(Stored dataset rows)
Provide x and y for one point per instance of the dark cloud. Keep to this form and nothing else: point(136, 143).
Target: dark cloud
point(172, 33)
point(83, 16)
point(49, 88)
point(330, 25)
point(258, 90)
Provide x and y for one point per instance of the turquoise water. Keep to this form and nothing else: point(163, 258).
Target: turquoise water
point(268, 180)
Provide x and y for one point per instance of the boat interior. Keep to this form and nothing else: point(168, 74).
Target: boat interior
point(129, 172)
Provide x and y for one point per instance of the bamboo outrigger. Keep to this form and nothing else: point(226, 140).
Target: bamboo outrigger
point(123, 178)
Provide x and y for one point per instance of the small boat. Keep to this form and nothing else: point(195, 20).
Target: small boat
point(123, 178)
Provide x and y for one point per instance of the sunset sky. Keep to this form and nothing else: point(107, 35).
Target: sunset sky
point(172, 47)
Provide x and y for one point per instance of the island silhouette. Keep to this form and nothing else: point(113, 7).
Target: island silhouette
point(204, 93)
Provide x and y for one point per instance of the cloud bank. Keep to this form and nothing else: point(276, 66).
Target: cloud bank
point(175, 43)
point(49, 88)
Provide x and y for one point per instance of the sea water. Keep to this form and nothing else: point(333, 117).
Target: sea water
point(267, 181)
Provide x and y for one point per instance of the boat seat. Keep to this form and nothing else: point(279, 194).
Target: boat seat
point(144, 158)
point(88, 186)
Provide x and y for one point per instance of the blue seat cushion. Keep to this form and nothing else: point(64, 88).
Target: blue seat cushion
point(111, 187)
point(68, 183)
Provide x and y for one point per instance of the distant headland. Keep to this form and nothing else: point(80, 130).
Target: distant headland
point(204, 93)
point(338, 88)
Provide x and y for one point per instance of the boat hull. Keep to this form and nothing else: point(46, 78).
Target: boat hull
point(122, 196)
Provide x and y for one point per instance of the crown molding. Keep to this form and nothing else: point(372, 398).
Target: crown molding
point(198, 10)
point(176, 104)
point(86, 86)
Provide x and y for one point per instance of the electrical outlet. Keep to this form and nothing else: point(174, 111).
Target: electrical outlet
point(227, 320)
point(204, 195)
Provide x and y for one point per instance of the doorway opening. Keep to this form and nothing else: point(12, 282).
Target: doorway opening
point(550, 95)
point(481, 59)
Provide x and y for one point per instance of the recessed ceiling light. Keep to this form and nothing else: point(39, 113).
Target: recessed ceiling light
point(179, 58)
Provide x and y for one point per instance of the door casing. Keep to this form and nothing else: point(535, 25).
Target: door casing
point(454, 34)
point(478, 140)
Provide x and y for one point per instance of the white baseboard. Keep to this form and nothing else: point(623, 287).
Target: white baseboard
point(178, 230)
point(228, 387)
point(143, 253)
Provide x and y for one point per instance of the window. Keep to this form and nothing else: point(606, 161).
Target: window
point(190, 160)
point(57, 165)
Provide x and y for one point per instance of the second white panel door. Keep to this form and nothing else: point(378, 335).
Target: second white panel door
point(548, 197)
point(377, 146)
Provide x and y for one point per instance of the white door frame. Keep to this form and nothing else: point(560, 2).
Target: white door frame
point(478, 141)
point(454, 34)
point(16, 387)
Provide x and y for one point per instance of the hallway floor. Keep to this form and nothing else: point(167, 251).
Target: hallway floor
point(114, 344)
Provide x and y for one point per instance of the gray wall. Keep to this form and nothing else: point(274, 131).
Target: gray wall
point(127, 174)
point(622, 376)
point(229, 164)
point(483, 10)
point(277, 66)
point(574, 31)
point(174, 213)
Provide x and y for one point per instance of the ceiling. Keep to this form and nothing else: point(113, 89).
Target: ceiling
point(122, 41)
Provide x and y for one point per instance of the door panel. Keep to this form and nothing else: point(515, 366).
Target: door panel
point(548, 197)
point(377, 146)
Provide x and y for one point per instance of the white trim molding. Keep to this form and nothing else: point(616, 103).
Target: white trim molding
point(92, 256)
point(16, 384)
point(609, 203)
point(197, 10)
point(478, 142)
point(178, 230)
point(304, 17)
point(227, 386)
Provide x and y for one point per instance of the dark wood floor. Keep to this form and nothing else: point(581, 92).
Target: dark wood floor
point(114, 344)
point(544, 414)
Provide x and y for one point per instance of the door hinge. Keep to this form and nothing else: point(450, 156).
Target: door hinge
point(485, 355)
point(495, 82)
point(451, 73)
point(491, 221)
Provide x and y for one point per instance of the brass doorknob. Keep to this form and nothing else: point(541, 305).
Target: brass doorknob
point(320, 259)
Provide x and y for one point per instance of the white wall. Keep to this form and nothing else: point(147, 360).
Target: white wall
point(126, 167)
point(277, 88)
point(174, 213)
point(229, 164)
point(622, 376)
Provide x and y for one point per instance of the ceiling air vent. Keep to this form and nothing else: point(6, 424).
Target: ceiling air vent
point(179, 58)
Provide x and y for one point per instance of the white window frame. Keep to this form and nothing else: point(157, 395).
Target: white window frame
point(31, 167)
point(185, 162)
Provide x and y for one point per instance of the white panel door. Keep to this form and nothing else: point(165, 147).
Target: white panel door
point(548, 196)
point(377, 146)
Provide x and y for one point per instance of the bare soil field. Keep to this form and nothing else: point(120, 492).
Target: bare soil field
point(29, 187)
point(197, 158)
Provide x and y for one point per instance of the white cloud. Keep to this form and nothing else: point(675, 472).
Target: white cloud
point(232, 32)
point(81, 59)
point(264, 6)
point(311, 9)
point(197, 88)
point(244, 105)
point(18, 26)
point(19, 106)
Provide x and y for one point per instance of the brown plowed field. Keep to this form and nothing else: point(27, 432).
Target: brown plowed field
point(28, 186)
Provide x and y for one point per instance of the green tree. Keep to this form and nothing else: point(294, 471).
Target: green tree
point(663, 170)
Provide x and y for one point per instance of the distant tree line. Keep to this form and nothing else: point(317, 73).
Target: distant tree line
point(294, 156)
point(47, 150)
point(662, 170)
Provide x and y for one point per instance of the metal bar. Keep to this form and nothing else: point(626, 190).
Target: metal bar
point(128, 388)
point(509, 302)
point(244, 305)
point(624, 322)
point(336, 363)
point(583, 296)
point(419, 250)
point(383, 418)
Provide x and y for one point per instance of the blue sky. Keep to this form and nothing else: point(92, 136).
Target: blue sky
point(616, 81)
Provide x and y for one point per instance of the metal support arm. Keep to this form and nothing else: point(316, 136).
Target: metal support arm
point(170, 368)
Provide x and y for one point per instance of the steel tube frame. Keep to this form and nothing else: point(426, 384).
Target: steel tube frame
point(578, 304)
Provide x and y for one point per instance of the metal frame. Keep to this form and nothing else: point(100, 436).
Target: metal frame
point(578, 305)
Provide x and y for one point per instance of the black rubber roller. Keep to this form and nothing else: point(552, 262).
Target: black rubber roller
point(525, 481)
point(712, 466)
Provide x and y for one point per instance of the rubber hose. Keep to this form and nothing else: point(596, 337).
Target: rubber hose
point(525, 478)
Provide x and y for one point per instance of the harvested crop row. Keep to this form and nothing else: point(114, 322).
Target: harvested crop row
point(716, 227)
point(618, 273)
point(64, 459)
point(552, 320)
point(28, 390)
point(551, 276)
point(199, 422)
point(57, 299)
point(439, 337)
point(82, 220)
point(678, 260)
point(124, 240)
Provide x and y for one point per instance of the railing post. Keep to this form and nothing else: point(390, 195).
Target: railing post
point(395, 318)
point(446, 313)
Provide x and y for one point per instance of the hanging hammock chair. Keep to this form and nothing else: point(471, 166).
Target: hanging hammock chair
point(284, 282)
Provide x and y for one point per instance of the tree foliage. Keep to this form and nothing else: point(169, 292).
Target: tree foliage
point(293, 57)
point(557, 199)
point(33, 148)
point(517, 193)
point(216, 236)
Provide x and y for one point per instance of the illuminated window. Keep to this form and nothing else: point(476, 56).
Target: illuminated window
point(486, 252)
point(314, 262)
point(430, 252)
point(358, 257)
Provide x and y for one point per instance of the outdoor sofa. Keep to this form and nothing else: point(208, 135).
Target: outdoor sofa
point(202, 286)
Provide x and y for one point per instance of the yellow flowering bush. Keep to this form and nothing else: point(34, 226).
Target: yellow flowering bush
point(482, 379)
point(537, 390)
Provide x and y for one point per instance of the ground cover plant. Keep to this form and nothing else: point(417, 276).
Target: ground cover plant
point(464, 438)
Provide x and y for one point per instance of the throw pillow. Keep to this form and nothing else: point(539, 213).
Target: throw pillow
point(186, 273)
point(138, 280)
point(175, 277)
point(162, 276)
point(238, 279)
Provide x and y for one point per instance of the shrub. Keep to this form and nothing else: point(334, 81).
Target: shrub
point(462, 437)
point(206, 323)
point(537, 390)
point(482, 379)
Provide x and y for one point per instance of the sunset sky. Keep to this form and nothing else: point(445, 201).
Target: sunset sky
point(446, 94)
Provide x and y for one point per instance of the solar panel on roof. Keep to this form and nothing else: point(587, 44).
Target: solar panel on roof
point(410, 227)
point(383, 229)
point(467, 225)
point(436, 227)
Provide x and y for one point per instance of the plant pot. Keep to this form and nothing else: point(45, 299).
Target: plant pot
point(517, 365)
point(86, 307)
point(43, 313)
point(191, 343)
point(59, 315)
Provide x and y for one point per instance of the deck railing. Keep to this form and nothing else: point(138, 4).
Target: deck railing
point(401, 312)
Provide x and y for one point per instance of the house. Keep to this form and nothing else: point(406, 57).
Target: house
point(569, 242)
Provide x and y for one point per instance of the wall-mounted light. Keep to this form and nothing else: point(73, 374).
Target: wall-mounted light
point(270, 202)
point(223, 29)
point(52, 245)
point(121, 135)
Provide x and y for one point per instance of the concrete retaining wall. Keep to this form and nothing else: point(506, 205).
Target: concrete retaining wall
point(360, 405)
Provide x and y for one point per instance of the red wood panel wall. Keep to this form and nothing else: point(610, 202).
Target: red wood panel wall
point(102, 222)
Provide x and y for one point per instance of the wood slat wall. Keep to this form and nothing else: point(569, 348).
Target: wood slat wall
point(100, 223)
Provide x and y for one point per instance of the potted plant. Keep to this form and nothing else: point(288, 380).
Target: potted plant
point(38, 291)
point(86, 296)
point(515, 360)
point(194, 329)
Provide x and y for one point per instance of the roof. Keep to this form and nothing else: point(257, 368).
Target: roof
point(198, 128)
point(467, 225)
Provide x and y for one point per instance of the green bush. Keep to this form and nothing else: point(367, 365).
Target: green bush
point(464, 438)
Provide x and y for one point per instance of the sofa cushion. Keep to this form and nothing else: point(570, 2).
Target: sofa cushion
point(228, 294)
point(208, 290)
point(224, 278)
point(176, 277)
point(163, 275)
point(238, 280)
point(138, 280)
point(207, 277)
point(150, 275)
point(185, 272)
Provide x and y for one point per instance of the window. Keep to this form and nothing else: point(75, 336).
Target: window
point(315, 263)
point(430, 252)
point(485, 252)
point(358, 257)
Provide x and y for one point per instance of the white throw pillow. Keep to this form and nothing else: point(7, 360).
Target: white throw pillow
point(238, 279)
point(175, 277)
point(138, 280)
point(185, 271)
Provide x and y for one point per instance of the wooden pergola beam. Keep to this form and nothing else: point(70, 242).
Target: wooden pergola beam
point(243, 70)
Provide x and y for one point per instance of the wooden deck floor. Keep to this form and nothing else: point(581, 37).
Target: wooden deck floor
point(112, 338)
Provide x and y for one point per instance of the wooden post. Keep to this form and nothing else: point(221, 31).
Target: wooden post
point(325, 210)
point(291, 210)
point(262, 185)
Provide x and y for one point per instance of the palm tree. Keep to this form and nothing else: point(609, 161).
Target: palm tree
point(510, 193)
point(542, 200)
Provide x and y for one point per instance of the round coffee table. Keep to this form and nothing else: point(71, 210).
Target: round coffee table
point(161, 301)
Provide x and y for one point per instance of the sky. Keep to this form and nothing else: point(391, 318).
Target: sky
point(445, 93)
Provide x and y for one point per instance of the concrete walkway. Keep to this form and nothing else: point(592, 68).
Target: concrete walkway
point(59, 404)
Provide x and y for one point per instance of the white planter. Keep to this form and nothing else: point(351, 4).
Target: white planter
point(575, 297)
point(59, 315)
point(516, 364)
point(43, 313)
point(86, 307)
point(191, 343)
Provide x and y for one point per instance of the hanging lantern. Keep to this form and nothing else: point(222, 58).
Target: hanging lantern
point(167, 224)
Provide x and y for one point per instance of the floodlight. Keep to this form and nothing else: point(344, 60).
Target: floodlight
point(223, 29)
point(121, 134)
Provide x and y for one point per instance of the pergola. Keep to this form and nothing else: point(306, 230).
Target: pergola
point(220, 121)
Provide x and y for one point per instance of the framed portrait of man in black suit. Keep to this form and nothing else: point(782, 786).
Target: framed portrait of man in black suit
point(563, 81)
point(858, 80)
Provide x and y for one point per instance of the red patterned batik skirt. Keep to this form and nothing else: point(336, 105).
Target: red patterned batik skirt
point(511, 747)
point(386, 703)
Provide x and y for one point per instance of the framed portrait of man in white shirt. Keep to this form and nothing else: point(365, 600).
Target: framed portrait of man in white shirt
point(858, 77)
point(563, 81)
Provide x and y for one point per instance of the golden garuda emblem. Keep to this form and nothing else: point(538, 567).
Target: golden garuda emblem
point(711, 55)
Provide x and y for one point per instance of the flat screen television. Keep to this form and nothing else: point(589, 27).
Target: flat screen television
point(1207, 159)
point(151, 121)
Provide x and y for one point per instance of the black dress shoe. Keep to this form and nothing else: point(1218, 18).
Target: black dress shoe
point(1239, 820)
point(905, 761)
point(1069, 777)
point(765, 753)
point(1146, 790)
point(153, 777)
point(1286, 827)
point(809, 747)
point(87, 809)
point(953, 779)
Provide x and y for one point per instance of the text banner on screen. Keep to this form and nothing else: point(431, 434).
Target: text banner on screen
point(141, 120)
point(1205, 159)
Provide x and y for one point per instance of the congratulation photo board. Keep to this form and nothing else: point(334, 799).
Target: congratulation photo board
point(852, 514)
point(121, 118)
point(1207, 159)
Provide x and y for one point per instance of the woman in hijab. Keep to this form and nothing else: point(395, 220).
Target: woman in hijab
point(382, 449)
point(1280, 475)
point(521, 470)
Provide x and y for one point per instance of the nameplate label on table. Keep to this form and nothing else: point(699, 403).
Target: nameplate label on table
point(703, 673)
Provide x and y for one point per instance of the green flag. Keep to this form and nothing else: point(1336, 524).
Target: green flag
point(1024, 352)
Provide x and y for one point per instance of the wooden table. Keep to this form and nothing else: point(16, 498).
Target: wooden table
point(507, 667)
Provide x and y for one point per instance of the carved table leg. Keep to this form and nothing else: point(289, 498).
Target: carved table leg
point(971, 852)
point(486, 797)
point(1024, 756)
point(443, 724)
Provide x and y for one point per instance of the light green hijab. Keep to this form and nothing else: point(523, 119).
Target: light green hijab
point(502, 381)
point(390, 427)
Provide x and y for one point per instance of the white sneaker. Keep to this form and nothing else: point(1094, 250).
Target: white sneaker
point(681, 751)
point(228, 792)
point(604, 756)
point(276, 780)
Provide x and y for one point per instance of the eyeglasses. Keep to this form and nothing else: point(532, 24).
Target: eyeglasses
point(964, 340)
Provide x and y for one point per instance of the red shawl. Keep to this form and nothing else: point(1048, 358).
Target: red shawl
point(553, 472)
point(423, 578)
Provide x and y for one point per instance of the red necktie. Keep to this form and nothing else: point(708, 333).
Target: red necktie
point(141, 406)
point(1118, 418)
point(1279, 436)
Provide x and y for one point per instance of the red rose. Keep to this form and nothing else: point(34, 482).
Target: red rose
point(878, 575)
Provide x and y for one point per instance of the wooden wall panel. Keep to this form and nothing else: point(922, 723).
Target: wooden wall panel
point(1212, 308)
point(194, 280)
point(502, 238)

◆ WHAT YOU HAVE TO DO ◆
Retype the rows above word for word, starting at the line that contains "else: point(539, 213)." and ending at the line that contains "point(102, 222)", with both of those lines included.

◆ EXERCISE RESULT ◆
Provide x and y for one point per instance of the throw pillow. Keep to this form and nothing else: point(539, 213).
Target: throw pillow
point(186, 273)
point(138, 280)
point(175, 277)
point(162, 276)
point(238, 279)
Provide x and y for one point per instance of the shrub. Keep to this form and nothing else: point(334, 81).
Target: shrub
point(462, 437)
point(206, 323)
point(537, 390)
point(482, 379)
Provide x and y for one point per instance of the sunset sky. Keep to this form and nothing else: point(445, 201).
Target: sunset sky
point(446, 94)
Provide x and y for one point per instance of the solar panel on roof. Keep to this form and nothing else: point(587, 44).
Target: solar panel on roof
point(410, 227)
point(383, 229)
point(467, 225)
point(436, 227)
Provide x and y for one point per instance of the plant pot. Keep to this form and nothing else: point(45, 299).
Target: plant pot
point(517, 365)
point(86, 307)
point(43, 313)
point(191, 343)
point(59, 315)
Provide x and y for one point per instance of the deck railing. Keep to this form and nothing else: point(138, 4).
Target: deck railing
point(401, 312)
Provide x and y for one point per instance of the house. Keep to this form and nothing else: point(406, 57).
Target: house
point(569, 242)
Provide x and y for one point per instance of the wall-mounted light. Keep to this form and nothing else: point(73, 374).
Target: wall-mounted light
point(270, 202)
point(223, 29)
point(52, 245)
point(121, 135)
Provide x and y for one point per instance of the concrete retaining wall. Keep to this form and nothing else: point(506, 205).
Target: concrete retaining wall
point(360, 405)
Provide x and y for one point per instance of the red wood panel wall. Keep to this form and nothing else: point(610, 202).
Target: red wood panel wall
point(102, 222)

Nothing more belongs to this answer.